→ **WORK ORDER**
Copy out precisely the line that holds "person in orange" and all the lines following it in the data, up to and including the last one, and no others.

→ **PROVIDED INFORMATION**
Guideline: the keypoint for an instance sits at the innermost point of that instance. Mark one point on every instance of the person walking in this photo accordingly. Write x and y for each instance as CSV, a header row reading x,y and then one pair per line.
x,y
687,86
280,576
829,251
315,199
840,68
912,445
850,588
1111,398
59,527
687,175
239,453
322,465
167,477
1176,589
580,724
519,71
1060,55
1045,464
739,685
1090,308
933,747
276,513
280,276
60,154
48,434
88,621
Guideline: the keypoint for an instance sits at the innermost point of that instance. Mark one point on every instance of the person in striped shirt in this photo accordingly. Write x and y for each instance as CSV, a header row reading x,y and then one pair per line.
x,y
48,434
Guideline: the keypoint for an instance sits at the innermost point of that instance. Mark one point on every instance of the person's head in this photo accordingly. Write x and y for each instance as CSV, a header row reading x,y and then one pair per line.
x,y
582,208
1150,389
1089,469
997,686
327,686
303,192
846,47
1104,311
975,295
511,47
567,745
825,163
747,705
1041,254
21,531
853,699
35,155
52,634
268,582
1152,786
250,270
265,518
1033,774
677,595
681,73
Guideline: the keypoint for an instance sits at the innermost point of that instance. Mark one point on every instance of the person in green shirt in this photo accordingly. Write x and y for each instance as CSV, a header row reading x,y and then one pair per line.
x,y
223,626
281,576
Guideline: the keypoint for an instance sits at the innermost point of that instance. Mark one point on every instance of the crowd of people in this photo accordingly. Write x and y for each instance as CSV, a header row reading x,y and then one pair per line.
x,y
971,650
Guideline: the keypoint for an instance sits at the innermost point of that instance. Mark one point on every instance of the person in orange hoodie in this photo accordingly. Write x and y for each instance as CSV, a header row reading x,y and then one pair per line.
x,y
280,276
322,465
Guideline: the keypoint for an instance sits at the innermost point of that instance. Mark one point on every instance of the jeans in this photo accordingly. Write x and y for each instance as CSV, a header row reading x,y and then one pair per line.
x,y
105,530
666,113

→ **EXERCISE SOLUTION**
Guideline: the keypoint for an instance sits at the innermost point of that instance. Mark one point on every instance of the person in orange hoodie in this photo accordingly. Write x and y for each instance as CSV, a header row reading x,y and then one pair per line.
x,y
280,276
322,465
Guideline: the keypoint for an instance sits at the innermost point of that instance. Mark one point on every instance of the jeans in this photo accordingly. Write x and y for each instance as CSV, a header row reading x,y and then one pair per line.
x,y
105,530
666,113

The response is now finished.